**PROBLEM DESCRIPTION**.
Copy every one of the following entries word for word.

>> BEGIN DATASET CONTENT

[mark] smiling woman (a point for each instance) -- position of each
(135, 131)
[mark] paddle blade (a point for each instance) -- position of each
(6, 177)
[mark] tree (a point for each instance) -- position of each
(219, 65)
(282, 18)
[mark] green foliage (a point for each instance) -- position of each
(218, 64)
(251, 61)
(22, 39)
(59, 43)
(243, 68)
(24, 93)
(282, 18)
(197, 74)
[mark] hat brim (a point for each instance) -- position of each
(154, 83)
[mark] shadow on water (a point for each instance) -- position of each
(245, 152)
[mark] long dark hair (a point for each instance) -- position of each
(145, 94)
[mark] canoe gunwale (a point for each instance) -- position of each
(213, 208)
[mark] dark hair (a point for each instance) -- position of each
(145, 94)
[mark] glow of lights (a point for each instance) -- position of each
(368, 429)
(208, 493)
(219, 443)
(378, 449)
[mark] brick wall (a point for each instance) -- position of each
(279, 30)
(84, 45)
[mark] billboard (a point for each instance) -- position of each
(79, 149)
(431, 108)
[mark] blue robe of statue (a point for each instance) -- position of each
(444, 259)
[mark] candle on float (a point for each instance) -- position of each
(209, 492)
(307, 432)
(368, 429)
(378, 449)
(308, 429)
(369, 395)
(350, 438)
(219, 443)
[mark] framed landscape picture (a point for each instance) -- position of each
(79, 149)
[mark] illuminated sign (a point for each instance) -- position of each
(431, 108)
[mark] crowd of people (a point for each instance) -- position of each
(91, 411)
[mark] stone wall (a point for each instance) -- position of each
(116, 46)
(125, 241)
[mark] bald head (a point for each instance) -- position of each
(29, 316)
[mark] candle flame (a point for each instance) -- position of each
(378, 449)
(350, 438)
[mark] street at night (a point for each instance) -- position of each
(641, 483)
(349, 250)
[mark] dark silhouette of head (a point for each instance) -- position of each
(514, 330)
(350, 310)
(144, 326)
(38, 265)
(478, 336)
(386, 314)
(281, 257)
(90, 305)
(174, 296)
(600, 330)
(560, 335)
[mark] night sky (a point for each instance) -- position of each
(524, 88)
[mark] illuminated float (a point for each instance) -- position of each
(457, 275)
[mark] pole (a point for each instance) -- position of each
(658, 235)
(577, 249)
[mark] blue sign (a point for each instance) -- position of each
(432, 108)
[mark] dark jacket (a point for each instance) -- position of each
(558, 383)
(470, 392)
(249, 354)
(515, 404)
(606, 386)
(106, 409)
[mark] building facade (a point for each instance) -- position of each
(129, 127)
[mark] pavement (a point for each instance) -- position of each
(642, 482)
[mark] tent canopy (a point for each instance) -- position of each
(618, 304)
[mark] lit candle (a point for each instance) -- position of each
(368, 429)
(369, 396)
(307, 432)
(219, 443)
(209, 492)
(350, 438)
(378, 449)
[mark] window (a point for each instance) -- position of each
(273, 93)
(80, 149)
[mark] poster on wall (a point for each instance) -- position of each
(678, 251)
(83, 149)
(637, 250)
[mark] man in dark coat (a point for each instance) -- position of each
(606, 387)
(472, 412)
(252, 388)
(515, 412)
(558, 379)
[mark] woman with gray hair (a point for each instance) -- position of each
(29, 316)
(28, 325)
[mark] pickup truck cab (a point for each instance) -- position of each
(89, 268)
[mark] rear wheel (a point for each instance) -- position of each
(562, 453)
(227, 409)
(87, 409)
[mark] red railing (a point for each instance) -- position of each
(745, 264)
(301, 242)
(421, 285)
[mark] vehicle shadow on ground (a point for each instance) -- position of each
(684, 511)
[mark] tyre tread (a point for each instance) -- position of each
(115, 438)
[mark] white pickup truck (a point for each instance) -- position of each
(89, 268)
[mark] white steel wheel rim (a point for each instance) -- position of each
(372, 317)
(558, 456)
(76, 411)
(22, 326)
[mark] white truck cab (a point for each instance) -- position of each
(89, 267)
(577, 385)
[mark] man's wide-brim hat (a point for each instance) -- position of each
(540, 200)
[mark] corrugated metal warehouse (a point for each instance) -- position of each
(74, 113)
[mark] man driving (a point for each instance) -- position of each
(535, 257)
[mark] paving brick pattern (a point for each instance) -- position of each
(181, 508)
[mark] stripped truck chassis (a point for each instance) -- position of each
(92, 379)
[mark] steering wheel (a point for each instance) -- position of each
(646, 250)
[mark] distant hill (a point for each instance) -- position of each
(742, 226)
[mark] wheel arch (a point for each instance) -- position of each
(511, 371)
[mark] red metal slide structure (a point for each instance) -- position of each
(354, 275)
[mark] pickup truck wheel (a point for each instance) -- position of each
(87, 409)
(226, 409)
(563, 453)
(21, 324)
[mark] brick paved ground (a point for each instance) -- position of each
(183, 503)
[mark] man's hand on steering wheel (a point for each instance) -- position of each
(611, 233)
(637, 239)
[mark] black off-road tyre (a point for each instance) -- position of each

>> END DATASET CONTENT

**PROBLEM SOLUTION**.
[mark] smiling woman (a point for each instance) -- position of each
(135, 131)
[mark] paddle blade (a point for each instance) -- position of each
(6, 177)
[mark] tree (a point for each instance) -- position of each
(219, 65)
(282, 18)
[mark] green foliage (a point for each instance) -- position of each
(218, 64)
(251, 61)
(22, 39)
(59, 43)
(243, 68)
(24, 93)
(282, 18)
(197, 74)
[mark] hat brim (a point for each instance) -- position of each
(154, 83)
[mark] shadow on water (a point for each instance) -- position of each
(245, 152)
[mark] long dark hair (a point for each instance) -- position of each
(145, 94)
[mark] canoe gunwale (a point for each instance) -- position of each
(213, 208)
[mark] dark hair (a point for each instance) -- position of each
(145, 94)
[mark] glow of lights (a point for each instance) -- position of each
(368, 429)
(208, 493)
(219, 443)
(378, 449)
[mark] brick wall (a point for each instance) -- position of each
(279, 30)
(84, 45)
[mark] billboard (a point for each instance) -- position of each
(79, 149)
(431, 108)
[mark] blue robe of statue (a point for each instance) -- position of each
(444, 259)
[mark] candle on float (a point for each instance) -- position of each
(209, 492)
(307, 432)
(368, 429)
(378, 449)
(308, 429)
(369, 395)
(350, 438)
(219, 443)
[mark] framed landscape picture (a point for each instance) -- position of each
(79, 149)
[mark] illuminated sign (a point for each instance) -- position of each
(431, 108)
[mark] crowd of people (a point for each instance) -- position of each
(91, 411)
[mark] stone wall (a point for each instance) -- position of each
(116, 46)
(125, 241)
[mark] bald head (a point for each instance) -- position of each
(29, 316)
[mark] candle flame (a point for each instance) -- position of each
(378, 449)
(350, 438)
[mark] street at night (a point for each instance) -- position of each
(641, 483)
(349, 250)
[mark] dark silhouette of head (a point for each instance) -- position of each
(514, 330)
(350, 310)
(144, 326)
(38, 265)
(478, 336)
(386, 314)
(281, 257)
(90, 305)
(174, 296)
(600, 330)
(560, 335)
[mark] night sky (a point for each instance) -- position of each
(524, 88)
[mark] illuminated float (a point for each instance) -- position of each
(457, 275)
[mark] pole (a point for each instance) -- position of each
(658, 235)
(577, 249)
[mark] blue sign (a point for each instance) -- position of each
(432, 108)
[mark] dark jacket (a point for each instance) -- position of each
(558, 383)
(470, 392)
(249, 354)
(515, 404)
(606, 386)
(106, 409)
[mark] building facade (a point for each instance) -- position of each
(129, 127)
[mark] pavement (a point for each instance) -- position of each
(642, 482)
[mark] tent canopy (a point for each instance) -- position of each
(618, 304)
[mark] lit candle (a point for each instance) -- position of each
(368, 429)
(369, 396)
(307, 432)
(219, 443)
(209, 492)
(350, 438)
(378, 449)
[mark] window (a point for each instance) -- position of each
(273, 93)
(80, 149)
[mark] poster on wall (a point for each instance) -- position of each
(678, 251)
(83, 149)
(637, 250)
[mark] man in dark coat (a point for each instance) -- position of each
(606, 387)
(472, 412)
(252, 388)
(515, 412)
(558, 379)
[mark] woman with gray hair (a point for each instance) -- position of each
(29, 316)
(28, 325)
[mark] pickup truck cab (a point for each instance) -- position of each
(89, 268)
[mark] rear wheel (a point for each instance) -- position of each
(562, 453)
(227, 409)
(87, 409)
[mark] red railing (a point for each instance) -- position of each
(745, 264)
(301, 242)
(421, 285)
[mark] vehicle shadow on ground (a point for each instance) -- position of each
(684, 511)
[mark] tyre tread (a point for each instance) -- position of each
(115, 438)
[mark] white pickup truck (a point for each instance) -- position of each
(89, 268)
[mark] white steel wheel rim (a point for each instance) -- position of each
(372, 317)
(558, 456)
(76, 411)
(22, 326)
[mark] white truck cab (a point for each instance) -- position of each
(89, 267)
(577, 385)
[mark] man's wide-brim hat (a point for each instance) -- position of each
(540, 200)
[mark] corrugated metal warehouse (a point for each instance) -- position of each
(74, 113)
[mark] man driving (a point for each instance) -- position of each
(535, 257)
[mark] paving brick pattern (a point for each instance) -- position of each
(181, 508)
[mark] stripped truck chassis (a point for each instance) -- position of each
(92, 379)
[mark] steering wheel (a point for each instance) -- position of each
(646, 250)
[mark] distant hill (a point for each instance) -- position of each
(742, 226)
[mark] wheel arch (a point for each instance) -- position of each
(511, 371)
[mark] red metal slide structure (a point for each instance) -- position of each
(354, 275)
[mark] pickup truck wheel (a point for each instance) -- position of each
(87, 409)
(226, 409)
(563, 453)
(21, 324)
[mark] brick paved ground (a point for each instance) -- position of each
(183, 503)
[mark] man's hand on steering wheel (a point for each instance) -- position of each
(611, 233)
(637, 239)
[mark] black off-road tyre (a point for each instance) -- position of each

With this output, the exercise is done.